## [EXERCISE REQUIREMENTS]
Rewrite every line of the listing below as a numbered list. Leave out the blank lines.

>> BEGIN SOURCE MATERIAL

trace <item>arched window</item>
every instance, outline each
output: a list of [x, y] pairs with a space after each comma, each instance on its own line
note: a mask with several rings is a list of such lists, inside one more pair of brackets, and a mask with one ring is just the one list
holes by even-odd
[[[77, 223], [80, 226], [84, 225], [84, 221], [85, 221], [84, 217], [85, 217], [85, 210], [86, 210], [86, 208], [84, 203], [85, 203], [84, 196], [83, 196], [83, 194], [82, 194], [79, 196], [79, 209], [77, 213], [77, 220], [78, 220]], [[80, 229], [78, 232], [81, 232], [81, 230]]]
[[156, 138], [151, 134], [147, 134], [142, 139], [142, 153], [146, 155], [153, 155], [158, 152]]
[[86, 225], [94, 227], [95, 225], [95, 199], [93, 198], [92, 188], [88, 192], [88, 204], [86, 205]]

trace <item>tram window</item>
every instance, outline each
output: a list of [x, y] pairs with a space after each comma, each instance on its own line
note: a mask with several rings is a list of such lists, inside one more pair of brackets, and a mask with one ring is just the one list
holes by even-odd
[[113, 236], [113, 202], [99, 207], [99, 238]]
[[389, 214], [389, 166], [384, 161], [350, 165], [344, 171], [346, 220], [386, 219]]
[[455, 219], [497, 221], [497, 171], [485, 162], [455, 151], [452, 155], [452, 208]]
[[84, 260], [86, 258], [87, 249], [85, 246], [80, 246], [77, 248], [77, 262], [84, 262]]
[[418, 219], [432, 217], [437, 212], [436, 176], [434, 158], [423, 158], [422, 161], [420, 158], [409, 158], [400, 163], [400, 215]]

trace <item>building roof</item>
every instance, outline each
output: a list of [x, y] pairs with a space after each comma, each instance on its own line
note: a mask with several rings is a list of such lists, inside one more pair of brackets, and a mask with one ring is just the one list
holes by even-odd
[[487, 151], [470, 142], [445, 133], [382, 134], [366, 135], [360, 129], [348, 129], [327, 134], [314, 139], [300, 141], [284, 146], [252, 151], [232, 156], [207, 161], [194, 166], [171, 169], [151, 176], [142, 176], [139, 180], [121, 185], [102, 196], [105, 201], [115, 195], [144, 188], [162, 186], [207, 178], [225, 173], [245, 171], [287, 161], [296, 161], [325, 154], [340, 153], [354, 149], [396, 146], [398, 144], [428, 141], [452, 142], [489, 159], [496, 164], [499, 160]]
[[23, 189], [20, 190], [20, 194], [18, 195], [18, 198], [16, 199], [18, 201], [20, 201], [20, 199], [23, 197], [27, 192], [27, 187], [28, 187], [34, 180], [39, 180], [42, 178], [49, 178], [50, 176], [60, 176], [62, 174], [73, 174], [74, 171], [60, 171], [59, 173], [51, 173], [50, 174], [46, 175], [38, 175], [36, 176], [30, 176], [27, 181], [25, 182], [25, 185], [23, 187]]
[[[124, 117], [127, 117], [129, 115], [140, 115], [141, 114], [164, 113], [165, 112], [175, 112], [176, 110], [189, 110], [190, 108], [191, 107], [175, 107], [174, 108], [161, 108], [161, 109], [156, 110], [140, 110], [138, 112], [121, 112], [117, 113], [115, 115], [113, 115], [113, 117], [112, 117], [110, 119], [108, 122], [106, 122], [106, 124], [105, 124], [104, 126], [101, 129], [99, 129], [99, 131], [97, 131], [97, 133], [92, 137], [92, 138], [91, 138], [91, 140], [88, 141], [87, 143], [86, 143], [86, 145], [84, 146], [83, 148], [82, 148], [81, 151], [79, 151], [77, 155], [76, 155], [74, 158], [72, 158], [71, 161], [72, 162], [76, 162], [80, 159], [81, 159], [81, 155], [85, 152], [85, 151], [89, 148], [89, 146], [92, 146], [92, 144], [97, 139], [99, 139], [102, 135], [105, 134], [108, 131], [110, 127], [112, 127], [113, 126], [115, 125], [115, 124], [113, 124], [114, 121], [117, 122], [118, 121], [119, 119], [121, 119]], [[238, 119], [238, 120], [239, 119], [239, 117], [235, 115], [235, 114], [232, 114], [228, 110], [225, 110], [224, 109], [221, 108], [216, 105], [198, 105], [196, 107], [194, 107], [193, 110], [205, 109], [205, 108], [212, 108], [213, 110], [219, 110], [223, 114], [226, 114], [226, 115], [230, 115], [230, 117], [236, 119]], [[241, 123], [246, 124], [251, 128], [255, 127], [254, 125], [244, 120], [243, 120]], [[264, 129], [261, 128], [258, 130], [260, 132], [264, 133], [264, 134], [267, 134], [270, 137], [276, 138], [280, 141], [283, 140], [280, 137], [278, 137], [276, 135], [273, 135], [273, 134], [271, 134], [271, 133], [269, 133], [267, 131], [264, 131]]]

>> END SOURCE MATERIAL

## [ANSWER IN FULL]
1. trace <item>arched window</item>
2. every instance, outline each
3. output: a list of [x, y] pairs with a space after each comma, each instance on its own line
4. note: a mask with several rings is a list of such lists, inside one more pair of brackets, and a mask with one ring is just the one list
5. holes by even-odd
6. [[[77, 223], [80, 226], [84, 225], [84, 221], [85, 221], [84, 217], [85, 217], [85, 210], [86, 210], [86, 208], [84, 203], [85, 203], [84, 196], [83, 196], [83, 194], [82, 194], [79, 196], [79, 209], [77, 213], [77, 220], [78, 220]], [[80, 229], [78, 232], [81, 232], [81, 230]]]
7. [[156, 138], [151, 134], [147, 134], [142, 139], [142, 153], [146, 155], [153, 155], [158, 152]]
8. [[86, 225], [94, 227], [95, 225], [95, 199], [93, 198], [92, 188], [88, 192], [88, 204], [86, 205]]
9. trace <item>tram window</item>
10. every instance, outline each
11. output: a list of [x, y] pairs with a space after each comma, each instance on its own line
12. note: a mask with several rings is a list of such lists, inside one more pair of brackets, and a mask with one ring is just the one list
13. holes by even-odd
14. [[113, 236], [113, 202], [99, 207], [99, 238]]
15. [[389, 214], [389, 166], [384, 161], [350, 165], [344, 171], [346, 220], [386, 219]]
16. [[455, 219], [497, 221], [497, 171], [485, 162], [455, 151], [452, 155], [452, 208]]
17. [[84, 260], [86, 258], [87, 249], [85, 246], [80, 246], [77, 248], [77, 262], [84, 262]]
18. [[418, 219], [432, 217], [437, 212], [436, 176], [434, 158], [423, 158], [422, 161], [420, 158], [409, 158], [400, 163], [400, 215]]
19. trace <item>building roof</item>
20. every instance, outline each
21. output: a list of [x, y] pairs with a space after each comma, each instance on its own line
22. note: a mask with several rings is a list of such lists, inside one more pair of brackets, and a mask with one ring is just the one list
23. holes by even-odd
24. [[487, 151], [470, 142], [445, 133], [382, 134], [366, 135], [360, 129], [348, 129], [327, 134], [314, 139], [300, 141], [284, 146], [252, 151], [232, 156], [207, 161], [194, 166], [171, 169], [151, 176], [142, 176], [139, 180], [121, 185], [102, 196], [105, 201], [115, 195], [144, 188], [162, 186], [207, 178], [225, 173], [245, 171], [287, 161], [296, 161], [325, 154], [340, 153], [354, 149], [396, 146], [398, 144], [428, 141], [452, 142], [489, 159], [496, 164], [499, 160]]
25. [[23, 189], [20, 190], [20, 194], [18, 195], [18, 198], [16, 199], [18, 201], [20, 201], [20, 199], [23, 197], [27, 192], [27, 187], [28, 187], [34, 180], [39, 180], [42, 178], [49, 178], [50, 176], [60, 176], [62, 174], [73, 174], [74, 171], [60, 171], [59, 173], [51, 173], [50, 174], [46, 175], [38, 175], [36, 176], [30, 176], [27, 181], [25, 182], [25, 185], [23, 187]]
26. [[[124, 117], [127, 117], [129, 115], [140, 115], [141, 114], [164, 113], [165, 112], [175, 112], [176, 110], [189, 110], [190, 108], [191, 107], [175, 107], [174, 108], [161, 108], [161, 109], [156, 110], [140, 110], [138, 112], [121, 112], [117, 113], [115, 115], [113, 115], [113, 117], [112, 117], [110, 119], [108, 122], [106, 122], [106, 124], [105, 124], [104, 126], [101, 129], [99, 129], [99, 131], [97, 131], [97, 133], [92, 137], [92, 138], [91, 138], [91, 140], [88, 141], [87, 143], [86, 143], [86, 145], [84, 146], [83, 148], [82, 148], [81, 151], [79, 151], [77, 155], [76, 155], [74, 158], [72, 158], [71, 161], [72, 162], [76, 162], [80, 159], [81, 159], [81, 155], [85, 152], [85, 151], [89, 148], [89, 146], [92, 146], [92, 144], [97, 139], [99, 139], [102, 135], [105, 134], [108, 131], [110, 127], [112, 127], [113, 126], [115, 125], [115, 124], [113, 124], [114, 121], [117, 122], [118, 121], [119, 119], [121, 119]], [[238, 119], [238, 120], [239, 119], [239, 117], [235, 115], [235, 114], [232, 114], [228, 110], [225, 110], [224, 109], [221, 108], [216, 105], [198, 105], [196, 107], [194, 107], [193, 110], [205, 109], [205, 108], [212, 108], [213, 110], [219, 110], [223, 114], [226, 114], [226, 115], [230, 115], [230, 117], [236, 119]], [[241, 123], [246, 124], [251, 128], [255, 127], [254, 125], [244, 120], [243, 120]], [[264, 129], [261, 128], [258, 130], [260, 132], [264, 133], [264, 134], [267, 134], [270, 137], [276, 138], [280, 141], [283, 140], [280, 137], [278, 137], [276, 135], [273, 135], [273, 134], [271, 134], [271, 133], [269, 133], [267, 131], [264, 131]]]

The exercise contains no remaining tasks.